• **Extrait du texte**:
□ □ □

[BLOOM] Le Conseil régional de Bretagne s’oppose à la protection de l’océan et du climat

Publié le lun 22/04/2024 - 10:15

Le 19 avril en fin de matinée, le Conseil régional de Bretagne devait se prononcer sur son ambition climatique et sa responsabilité vis-à-vis de l’effondrement de la biodiversité via un vœu déposé par les Écologistes de Bretagne appelant le gouvernement français à mettre en place des aires marines réellement protégées en y interdisant les techniques de pêche destructrices telles que le chalutage de fond ou la senne démersale.

Ce vote aurait dû marquer un tournant majeur en matière la protection de l’océan et de transition sociale-écologique de la pêche, à l’instar de la Grèce qui a annoncé cette semaine suivre les alertes scientifiques et les injonctions européennes et en conséquence a décidé d’interdire le chalutage de fond dans l’ensemble de ses aires marines protégées. Mais, en dépit d’une mobilisation citoyenne massive, de l’appel publié hier par 260 scientifiques français pour créer de vraies aires marines protégées sans chalutage, la majorité du Conseil régional de Bretagne et son Président de gauche Loïg Chesnais-Girard ont poursuivi leur travail de sape de toute ambition écologique en rejetant ce vœu, consacrant à nouveau l’emprise du lobby du chalut sur les processus démocratiques.

□ □ □

• **Données de pointage d’objets nommés**:
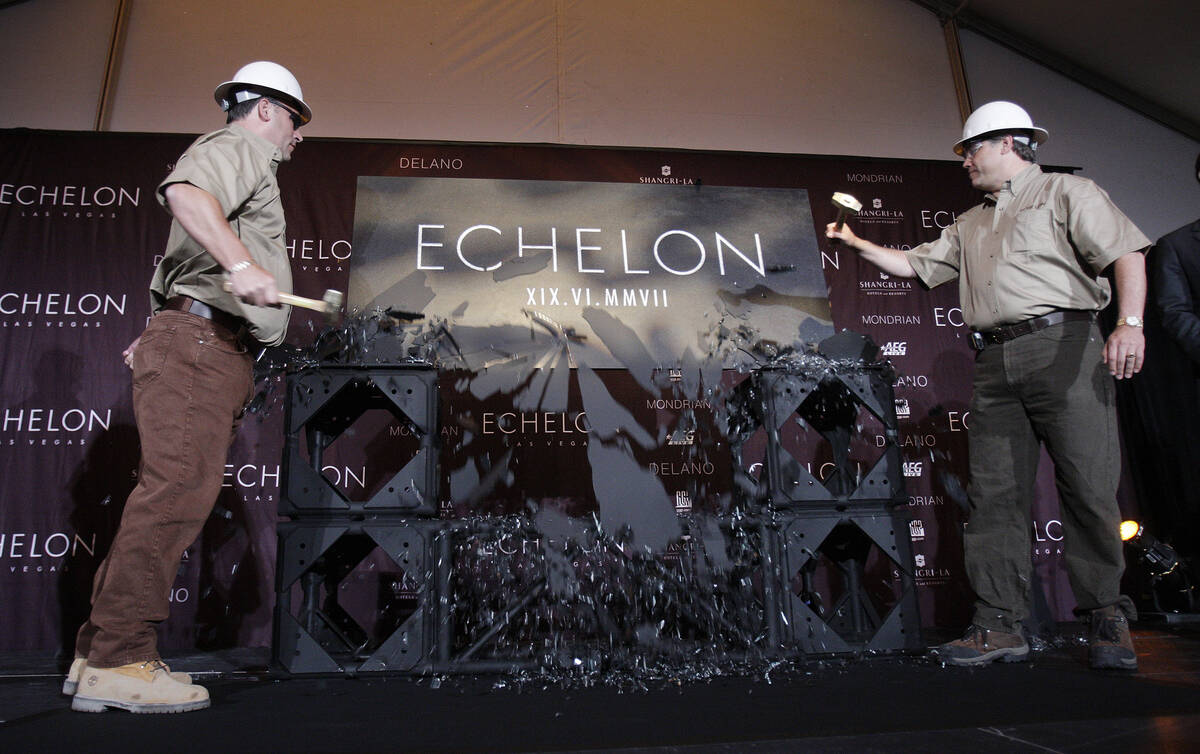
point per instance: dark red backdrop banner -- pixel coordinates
(81, 231)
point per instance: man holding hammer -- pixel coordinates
(1033, 264)
(192, 377)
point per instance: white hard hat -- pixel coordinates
(263, 79)
(999, 118)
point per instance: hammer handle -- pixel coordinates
(293, 300)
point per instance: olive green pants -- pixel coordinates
(1049, 387)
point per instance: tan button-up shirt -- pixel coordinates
(238, 168)
(1037, 245)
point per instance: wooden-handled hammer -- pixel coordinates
(329, 305)
(846, 205)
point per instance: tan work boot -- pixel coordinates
(72, 681)
(981, 646)
(137, 687)
(1109, 644)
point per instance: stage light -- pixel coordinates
(1129, 530)
(1167, 585)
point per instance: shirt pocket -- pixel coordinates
(1032, 232)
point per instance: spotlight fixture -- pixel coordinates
(1167, 586)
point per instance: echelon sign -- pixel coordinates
(667, 262)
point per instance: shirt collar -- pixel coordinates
(1014, 184)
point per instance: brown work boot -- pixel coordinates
(72, 681)
(981, 646)
(137, 687)
(1109, 644)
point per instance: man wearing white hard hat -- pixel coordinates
(1035, 263)
(192, 378)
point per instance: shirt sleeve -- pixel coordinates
(1098, 229)
(228, 172)
(939, 261)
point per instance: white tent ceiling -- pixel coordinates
(1143, 54)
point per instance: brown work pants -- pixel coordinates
(191, 382)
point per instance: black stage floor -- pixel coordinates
(868, 704)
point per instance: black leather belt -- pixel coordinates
(186, 303)
(982, 339)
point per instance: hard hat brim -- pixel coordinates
(223, 97)
(1039, 136)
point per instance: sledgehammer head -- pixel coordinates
(847, 205)
(333, 301)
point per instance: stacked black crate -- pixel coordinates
(357, 588)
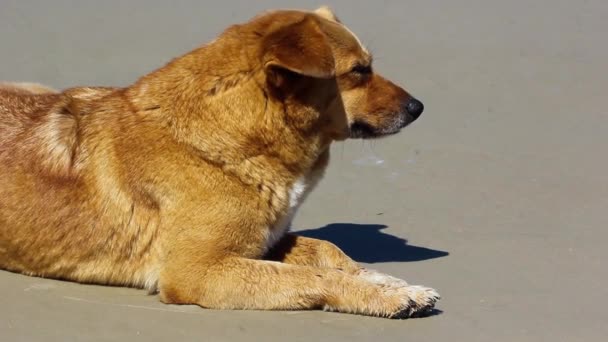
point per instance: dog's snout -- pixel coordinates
(414, 108)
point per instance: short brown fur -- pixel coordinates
(185, 183)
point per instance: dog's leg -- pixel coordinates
(299, 250)
(239, 283)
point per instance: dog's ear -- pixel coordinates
(301, 48)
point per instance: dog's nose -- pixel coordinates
(414, 108)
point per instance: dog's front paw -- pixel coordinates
(409, 301)
(417, 301)
(381, 279)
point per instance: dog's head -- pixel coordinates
(299, 47)
(285, 83)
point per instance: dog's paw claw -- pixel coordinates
(419, 301)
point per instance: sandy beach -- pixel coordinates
(497, 196)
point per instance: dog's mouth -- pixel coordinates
(361, 129)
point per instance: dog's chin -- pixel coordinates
(363, 130)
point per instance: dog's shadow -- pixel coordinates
(367, 243)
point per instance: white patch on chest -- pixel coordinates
(296, 197)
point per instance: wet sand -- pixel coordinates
(496, 196)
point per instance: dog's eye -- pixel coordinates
(361, 69)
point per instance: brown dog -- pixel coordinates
(186, 182)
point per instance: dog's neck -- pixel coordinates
(229, 120)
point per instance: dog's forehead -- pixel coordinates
(347, 46)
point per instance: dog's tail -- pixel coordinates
(27, 87)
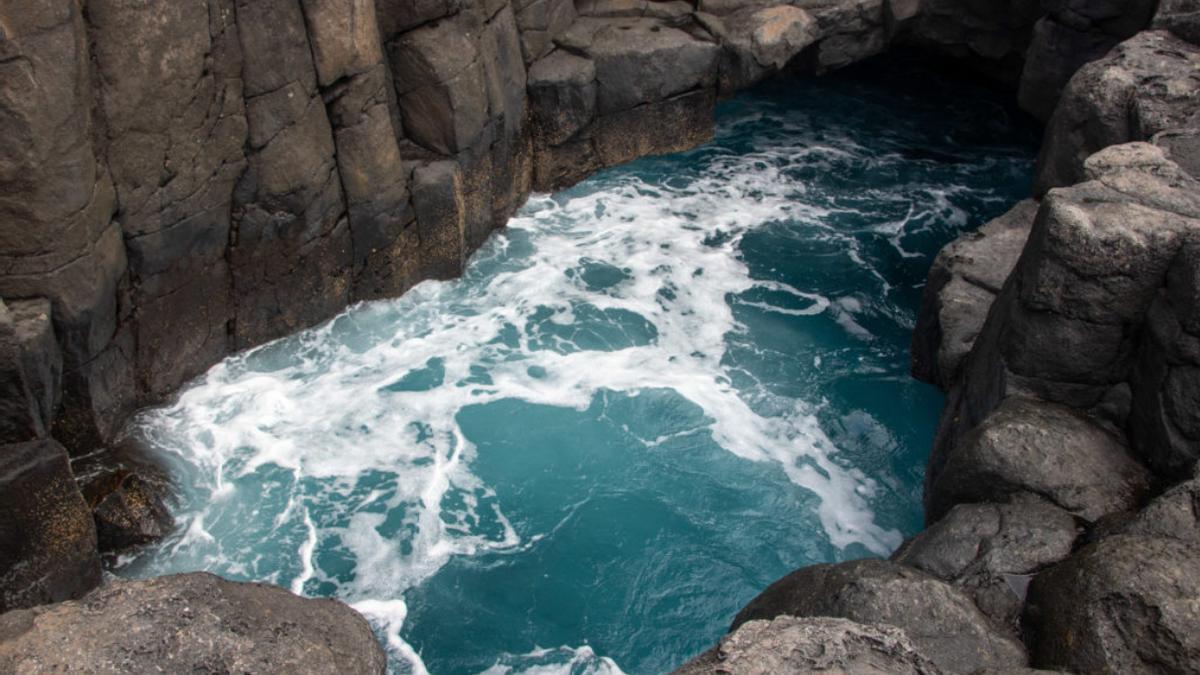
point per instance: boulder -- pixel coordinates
(1144, 85)
(1123, 604)
(787, 644)
(47, 536)
(30, 370)
(190, 622)
(940, 620)
(964, 280)
(990, 550)
(1048, 449)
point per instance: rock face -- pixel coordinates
(1042, 448)
(787, 644)
(942, 621)
(991, 550)
(966, 276)
(190, 622)
(47, 536)
(1125, 604)
(1145, 85)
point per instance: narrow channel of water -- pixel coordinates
(648, 398)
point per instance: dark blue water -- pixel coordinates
(647, 399)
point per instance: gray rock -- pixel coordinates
(1125, 604)
(1048, 449)
(990, 550)
(47, 536)
(30, 370)
(964, 280)
(190, 622)
(1145, 85)
(787, 644)
(940, 620)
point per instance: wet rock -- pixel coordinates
(47, 536)
(1125, 604)
(190, 622)
(30, 370)
(1145, 85)
(965, 279)
(1048, 449)
(787, 644)
(990, 550)
(940, 620)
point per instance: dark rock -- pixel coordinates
(966, 276)
(1048, 449)
(940, 620)
(47, 536)
(190, 622)
(1125, 604)
(990, 550)
(1056, 53)
(1144, 85)
(30, 370)
(787, 644)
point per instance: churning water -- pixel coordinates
(648, 398)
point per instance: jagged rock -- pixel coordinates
(940, 620)
(1145, 85)
(966, 276)
(47, 536)
(1181, 17)
(190, 622)
(787, 644)
(1048, 449)
(990, 550)
(759, 42)
(1123, 604)
(30, 370)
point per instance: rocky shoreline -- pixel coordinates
(191, 179)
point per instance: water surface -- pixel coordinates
(648, 398)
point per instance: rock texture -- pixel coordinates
(1126, 604)
(991, 550)
(942, 622)
(190, 622)
(787, 644)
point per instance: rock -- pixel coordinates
(30, 370)
(1125, 604)
(966, 276)
(1048, 449)
(787, 644)
(1055, 54)
(1175, 514)
(990, 550)
(1145, 85)
(47, 536)
(940, 620)
(1181, 17)
(190, 622)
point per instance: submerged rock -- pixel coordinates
(190, 622)
(787, 644)
(47, 536)
(1125, 604)
(990, 550)
(941, 620)
(1048, 449)
(965, 279)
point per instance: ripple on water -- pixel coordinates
(645, 400)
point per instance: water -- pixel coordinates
(647, 399)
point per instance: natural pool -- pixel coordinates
(648, 398)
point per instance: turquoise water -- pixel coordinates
(648, 398)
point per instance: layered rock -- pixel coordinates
(190, 622)
(941, 620)
(787, 644)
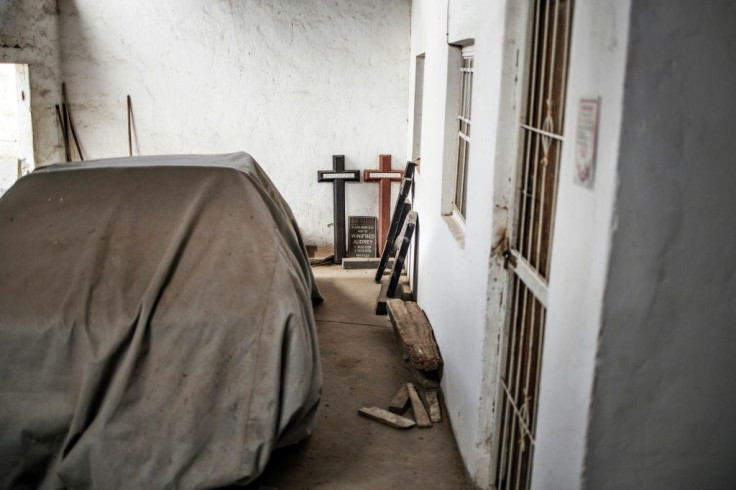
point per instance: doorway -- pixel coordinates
(16, 132)
(529, 252)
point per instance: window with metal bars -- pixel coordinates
(529, 253)
(463, 133)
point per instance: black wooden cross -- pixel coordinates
(338, 176)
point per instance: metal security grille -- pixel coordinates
(530, 249)
(463, 134)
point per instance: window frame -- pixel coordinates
(463, 125)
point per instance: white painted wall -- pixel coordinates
(453, 260)
(29, 34)
(292, 83)
(9, 134)
(581, 244)
(664, 397)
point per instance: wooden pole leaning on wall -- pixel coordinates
(130, 127)
(396, 219)
(64, 133)
(69, 127)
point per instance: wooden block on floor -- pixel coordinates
(415, 334)
(435, 413)
(400, 402)
(420, 413)
(381, 301)
(386, 417)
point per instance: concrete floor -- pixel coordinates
(362, 366)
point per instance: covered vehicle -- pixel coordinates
(156, 325)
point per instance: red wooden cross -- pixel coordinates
(384, 176)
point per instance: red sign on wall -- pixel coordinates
(586, 141)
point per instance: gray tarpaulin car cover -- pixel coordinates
(156, 325)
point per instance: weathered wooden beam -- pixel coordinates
(420, 413)
(415, 334)
(400, 401)
(386, 417)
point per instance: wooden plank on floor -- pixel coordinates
(435, 413)
(420, 413)
(386, 417)
(415, 334)
(400, 402)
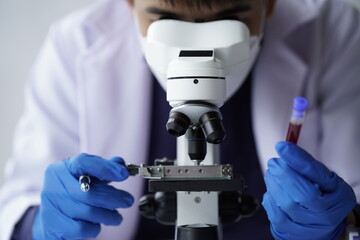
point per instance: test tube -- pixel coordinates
(297, 119)
(84, 181)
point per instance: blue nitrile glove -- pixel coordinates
(304, 199)
(68, 213)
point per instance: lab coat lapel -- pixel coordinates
(115, 104)
(279, 76)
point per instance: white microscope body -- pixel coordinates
(192, 61)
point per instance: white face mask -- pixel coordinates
(234, 79)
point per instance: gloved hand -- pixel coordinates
(304, 199)
(68, 213)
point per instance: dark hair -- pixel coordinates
(198, 4)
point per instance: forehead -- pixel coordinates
(201, 8)
(200, 4)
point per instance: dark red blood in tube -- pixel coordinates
(293, 133)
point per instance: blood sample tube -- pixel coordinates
(297, 118)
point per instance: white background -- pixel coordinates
(23, 26)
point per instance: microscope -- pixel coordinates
(195, 192)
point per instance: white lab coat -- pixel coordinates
(90, 91)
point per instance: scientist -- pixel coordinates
(91, 91)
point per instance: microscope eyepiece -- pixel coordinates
(177, 124)
(211, 123)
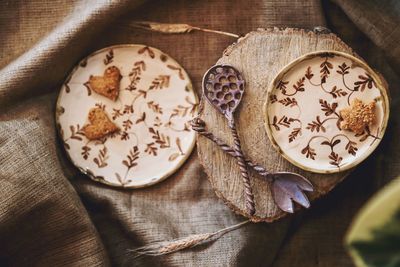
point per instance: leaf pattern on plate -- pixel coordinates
(150, 127)
(336, 82)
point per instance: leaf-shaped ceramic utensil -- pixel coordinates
(223, 87)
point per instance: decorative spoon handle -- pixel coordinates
(285, 186)
(243, 168)
(199, 126)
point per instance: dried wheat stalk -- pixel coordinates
(167, 247)
(175, 28)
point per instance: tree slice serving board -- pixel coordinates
(259, 56)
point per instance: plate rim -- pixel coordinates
(380, 85)
(88, 172)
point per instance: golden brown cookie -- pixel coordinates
(108, 84)
(99, 125)
(358, 116)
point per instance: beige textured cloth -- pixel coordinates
(51, 215)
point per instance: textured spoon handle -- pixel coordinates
(243, 169)
(199, 126)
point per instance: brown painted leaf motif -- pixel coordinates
(132, 157)
(343, 69)
(116, 113)
(288, 101)
(85, 152)
(142, 118)
(122, 181)
(178, 144)
(124, 136)
(288, 188)
(335, 92)
(161, 139)
(134, 75)
(316, 125)
(155, 107)
(180, 73)
(162, 81)
(309, 73)
(282, 86)
(109, 57)
(331, 143)
(157, 122)
(76, 133)
(127, 124)
(299, 86)
(151, 149)
(328, 109)
(86, 84)
(295, 132)
(335, 159)
(100, 160)
(309, 152)
(273, 98)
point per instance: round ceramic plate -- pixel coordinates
(155, 104)
(303, 111)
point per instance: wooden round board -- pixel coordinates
(259, 56)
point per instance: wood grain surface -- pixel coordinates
(259, 56)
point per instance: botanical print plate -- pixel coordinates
(155, 104)
(305, 106)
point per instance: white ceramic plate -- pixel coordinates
(302, 113)
(155, 104)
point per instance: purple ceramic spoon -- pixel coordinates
(223, 87)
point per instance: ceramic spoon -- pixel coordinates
(223, 87)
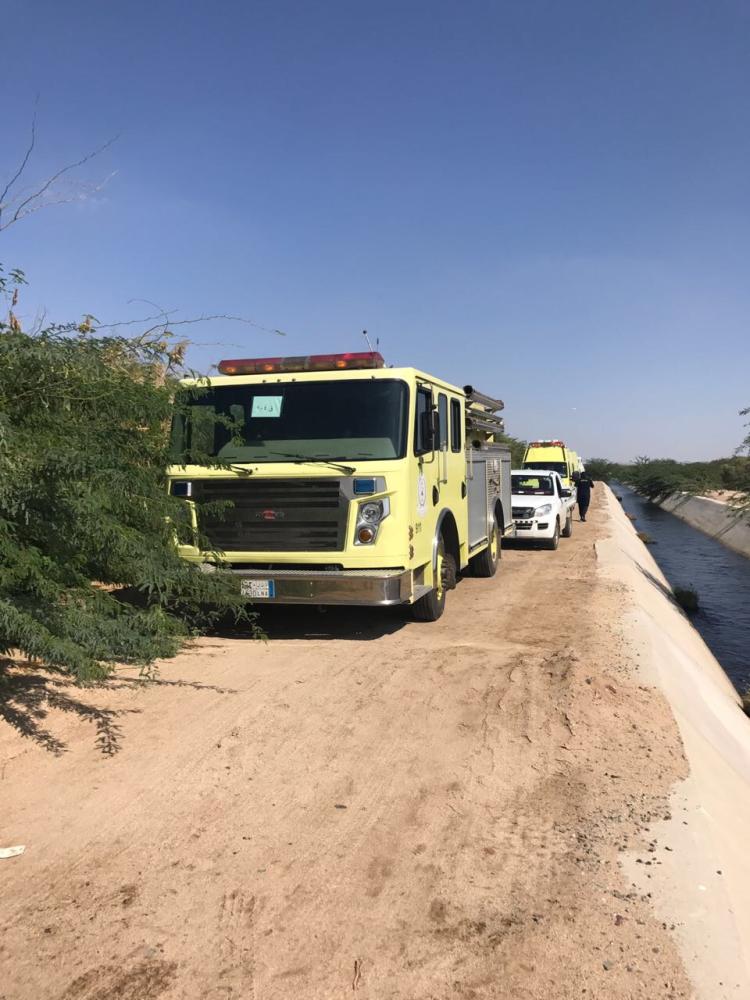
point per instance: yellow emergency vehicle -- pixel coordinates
(341, 481)
(554, 455)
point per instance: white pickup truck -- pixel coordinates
(542, 506)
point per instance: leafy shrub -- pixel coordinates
(84, 508)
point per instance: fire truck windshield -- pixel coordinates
(349, 419)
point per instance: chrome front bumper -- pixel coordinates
(362, 587)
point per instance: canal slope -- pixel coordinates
(699, 869)
(714, 517)
(690, 558)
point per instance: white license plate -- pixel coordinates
(257, 588)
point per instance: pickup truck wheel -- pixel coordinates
(484, 564)
(552, 543)
(430, 607)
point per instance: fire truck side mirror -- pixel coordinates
(429, 428)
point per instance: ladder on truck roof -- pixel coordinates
(481, 412)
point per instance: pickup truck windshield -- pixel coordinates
(287, 421)
(541, 486)
(559, 467)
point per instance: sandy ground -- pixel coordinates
(363, 807)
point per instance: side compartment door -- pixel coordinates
(427, 471)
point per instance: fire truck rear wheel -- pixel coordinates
(485, 563)
(430, 607)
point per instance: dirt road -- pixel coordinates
(360, 808)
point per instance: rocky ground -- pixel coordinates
(360, 807)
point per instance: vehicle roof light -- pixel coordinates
(304, 363)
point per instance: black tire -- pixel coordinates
(484, 564)
(430, 607)
(552, 543)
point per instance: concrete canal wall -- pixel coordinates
(701, 883)
(712, 517)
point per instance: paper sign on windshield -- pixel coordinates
(266, 406)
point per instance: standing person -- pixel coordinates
(584, 486)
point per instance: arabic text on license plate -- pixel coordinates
(257, 588)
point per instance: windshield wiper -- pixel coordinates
(314, 460)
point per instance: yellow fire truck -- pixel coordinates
(341, 481)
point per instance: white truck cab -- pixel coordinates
(542, 506)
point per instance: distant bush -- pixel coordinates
(687, 598)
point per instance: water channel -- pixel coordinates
(721, 577)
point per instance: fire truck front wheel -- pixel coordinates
(430, 607)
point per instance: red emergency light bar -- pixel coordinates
(308, 363)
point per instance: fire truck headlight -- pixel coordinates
(369, 517)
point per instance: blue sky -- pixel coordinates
(548, 200)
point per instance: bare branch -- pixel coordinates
(24, 161)
(166, 321)
(32, 203)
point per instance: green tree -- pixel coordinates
(84, 508)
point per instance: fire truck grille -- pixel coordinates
(272, 515)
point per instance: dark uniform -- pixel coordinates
(585, 485)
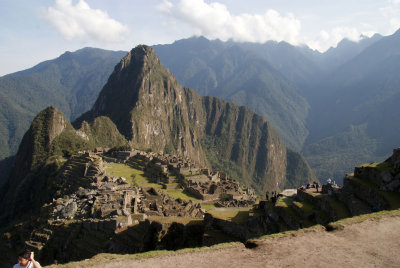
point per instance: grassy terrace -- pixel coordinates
(393, 198)
(286, 204)
(176, 219)
(340, 209)
(238, 215)
(381, 166)
(136, 177)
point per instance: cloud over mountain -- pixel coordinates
(81, 21)
(213, 20)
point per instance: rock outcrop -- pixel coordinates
(154, 112)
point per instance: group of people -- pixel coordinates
(274, 196)
(26, 259)
(314, 185)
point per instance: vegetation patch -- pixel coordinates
(393, 198)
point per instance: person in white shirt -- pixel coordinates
(26, 260)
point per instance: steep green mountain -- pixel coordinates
(345, 51)
(353, 115)
(49, 139)
(153, 111)
(242, 73)
(143, 101)
(70, 82)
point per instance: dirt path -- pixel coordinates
(372, 243)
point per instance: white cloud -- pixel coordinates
(325, 40)
(213, 20)
(392, 13)
(81, 21)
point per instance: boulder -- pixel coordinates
(386, 176)
(69, 210)
(393, 185)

□ □ □

Recopiez le passage de l’article sur le vote du Conseil régional de Bretagne en commençant à « [BLOOM] Le Conseil » et en terminant à « la senne démersale. ».

[BLOOM] Le Conseil régional de Bretagne s’oppose à la protection de l’océan et du climat

Publié le lun 22/04/2024 - 10:15

Le 19 avril en fin de matinée, le Conseil régional de Bretagne devait se prononcer sur son ambition climatique et sa responsabilité vis-à-vis de l’effondrement de la biodiversité via un vœu déposé par les Écologistes de Bretagne appelant le gouvernement français à mettre en place des aires marines réellement protégées en y interdisant les techniques de pêche destructrices telles que le chalutage de fond ou la senne démersale.